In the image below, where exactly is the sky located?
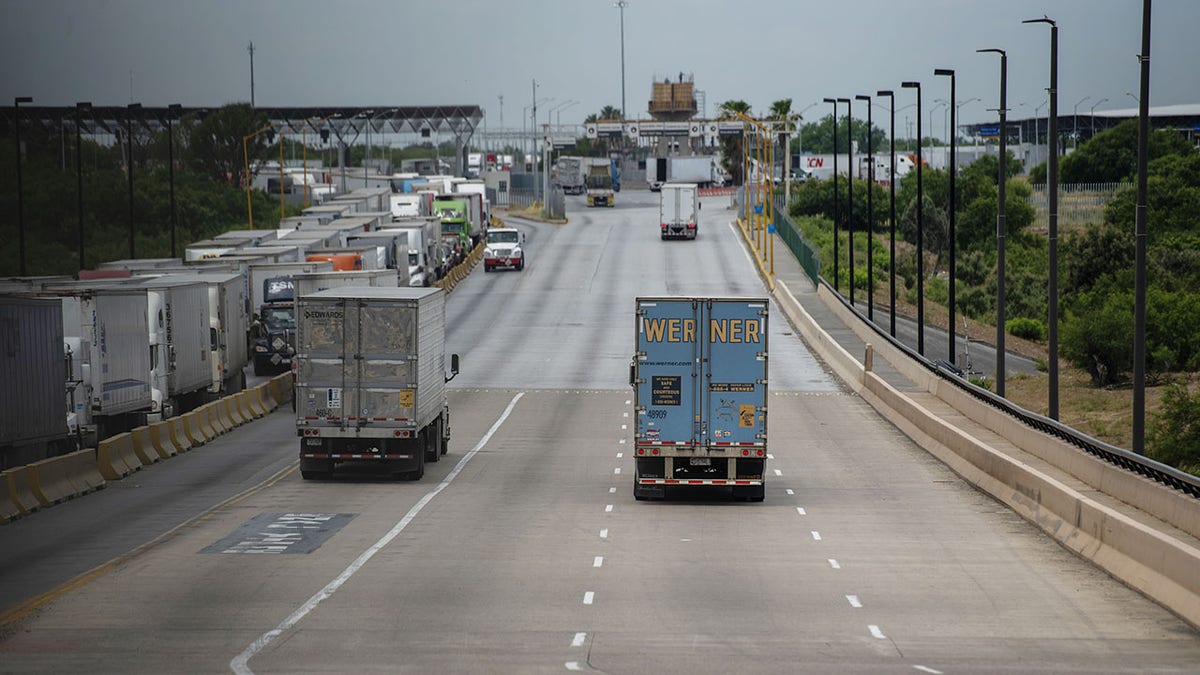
[0,0,1200,136]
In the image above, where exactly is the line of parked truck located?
[0,175,491,470]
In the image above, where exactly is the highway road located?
[0,186,1200,674]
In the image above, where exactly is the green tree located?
[718,100,750,185]
[1146,384,1200,474]
[1058,120,1190,183]
[187,103,269,185]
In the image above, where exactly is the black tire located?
[424,419,442,461]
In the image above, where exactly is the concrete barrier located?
[59,448,104,495]
[96,431,142,480]
[0,466,40,522]
[196,402,230,438]
[258,380,280,412]
[244,384,271,417]
[150,419,179,459]
[28,458,83,507]
[223,392,254,426]
[179,410,212,448]
[130,426,158,466]
[167,417,192,453]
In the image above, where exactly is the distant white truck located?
[659,183,700,239]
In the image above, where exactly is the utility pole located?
[246,42,255,106]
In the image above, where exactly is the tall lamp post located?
[838,98,854,306]
[824,98,838,291]
[976,49,1008,398]
[934,68,955,365]
[1070,96,1091,148]
[900,82,925,356]
[125,103,142,259]
[1021,17,1060,419]
[875,89,896,338]
[1133,0,1150,454]
[75,101,90,267]
[851,94,875,322]
[12,96,34,276]
[1087,98,1108,138]
[165,103,184,257]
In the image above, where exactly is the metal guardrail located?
[821,279,1200,500]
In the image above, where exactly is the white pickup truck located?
[484,227,524,271]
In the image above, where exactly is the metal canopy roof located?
[0,104,484,142]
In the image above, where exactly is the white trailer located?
[131,274,212,422]
[295,287,458,480]
[659,183,700,239]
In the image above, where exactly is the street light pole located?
[1133,0,1150,454]
[12,96,34,276]
[76,101,90,269]
[934,68,959,365]
[875,89,896,338]
[854,94,875,322]
[166,103,184,257]
[976,49,1008,398]
[1021,17,1065,419]
[125,103,142,259]
[820,98,838,292]
[1087,98,1108,138]
[900,82,925,356]
[838,98,854,306]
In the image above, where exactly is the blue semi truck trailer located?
[630,297,768,501]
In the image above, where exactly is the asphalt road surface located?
[0,186,1200,674]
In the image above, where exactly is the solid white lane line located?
[229,392,524,675]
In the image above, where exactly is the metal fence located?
[1028,183,1133,232]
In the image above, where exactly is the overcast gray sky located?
[0,0,1200,137]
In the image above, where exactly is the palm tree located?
[718,100,753,185]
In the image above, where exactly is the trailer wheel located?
[421,419,442,461]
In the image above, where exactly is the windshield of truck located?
[487,229,520,244]
[263,307,296,330]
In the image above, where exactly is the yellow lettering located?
[708,318,728,342]
[643,318,666,342]
[746,318,758,344]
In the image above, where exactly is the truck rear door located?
[701,299,767,447]
[635,298,701,446]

********

◆ WHAT THIS TASK INVOLVES
Copy out all of the records above word for word, leaving out the picture.

◆ EXPECTED ANSWER
In the image below, where exactly is the sky located?
[0,0,1200,136]
In the image above, where exactly is the line of parked truck located?
[0,175,491,470]
In the image above, where exactly is the highway road located?
[0,186,1200,674]
In the image above, where exactly is the green tree located?
[718,100,750,185]
[1146,384,1200,474]
[1058,120,1190,183]
[187,103,269,185]
In the image above, where exactly is the black tire located?
[424,419,442,461]
In the image above, where exactly is the concrete barrier located?
[59,448,104,495]
[96,431,142,480]
[0,466,40,522]
[196,402,230,438]
[258,380,280,412]
[244,384,271,417]
[150,419,179,459]
[28,458,83,507]
[223,392,254,426]
[179,410,212,448]
[130,426,158,466]
[167,417,192,453]
In the image above, where exactly is the distant white truck located?
[659,183,700,239]
In the image above, where exactly is the utility pole located?
[246,42,255,106]
In the image above, where exactly is the tall lamp post located?
[838,98,854,306]
[824,98,838,291]
[976,49,1008,398]
[934,68,955,365]
[1070,96,1091,148]
[900,82,925,356]
[125,103,142,259]
[1021,17,1060,419]
[875,89,896,338]
[1133,0,1150,454]
[75,101,90,267]
[851,94,875,322]
[12,96,34,276]
[1087,98,1108,138]
[165,103,184,257]
In the image above, where exactly is the metal guardrail located?
[821,279,1200,500]
In the image above, where exactly is the white pickup truck located?
[484,227,524,271]
In the image above, where exactly is the metal canopy roof located?
[0,104,484,142]
In the image above, where exactly is the white trailer located?
[131,274,212,422]
[295,287,458,480]
[659,183,700,239]
In the image above, where exactly is the street light pole located?
[1133,0,1150,454]
[12,96,34,276]
[76,101,90,269]
[934,68,959,365]
[875,89,896,338]
[854,94,875,322]
[166,103,184,257]
[976,49,1008,398]
[1021,17,1065,419]
[125,103,142,259]
[820,98,838,292]
[1087,98,1108,138]
[900,82,925,356]
[838,98,854,306]
In the image above, where exactly is the blue semi truck trailer located?
[630,297,768,501]
In the image above, where exactly is the asphalt road surface located?
[0,186,1200,674]
In the image above, where exactly is the solid white lane line located?
[229,392,524,675]
In the image above, where exactly is the metal fence located?
[1028,183,1133,232]
In the image above, where exactly is the overcast gray sky located?
[0,0,1200,137]
In the image above, where exactly is the palm tree located?
[718,100,753,185]
In the image above, where exactly is the trailer wheel located?
[421,419,442,461]
In the image above, where exactly is the windshield of truck located?
[487,229,520,244]
[263,307,296,330]
In the image above, where exactly is the yellow lettering located?
[708,318,728,342]
[643,318,666,342]
[746,318,758,344]
In the image above, where exactly is the truck rear door located?
[701,299,767,447]
[635,298,701,446]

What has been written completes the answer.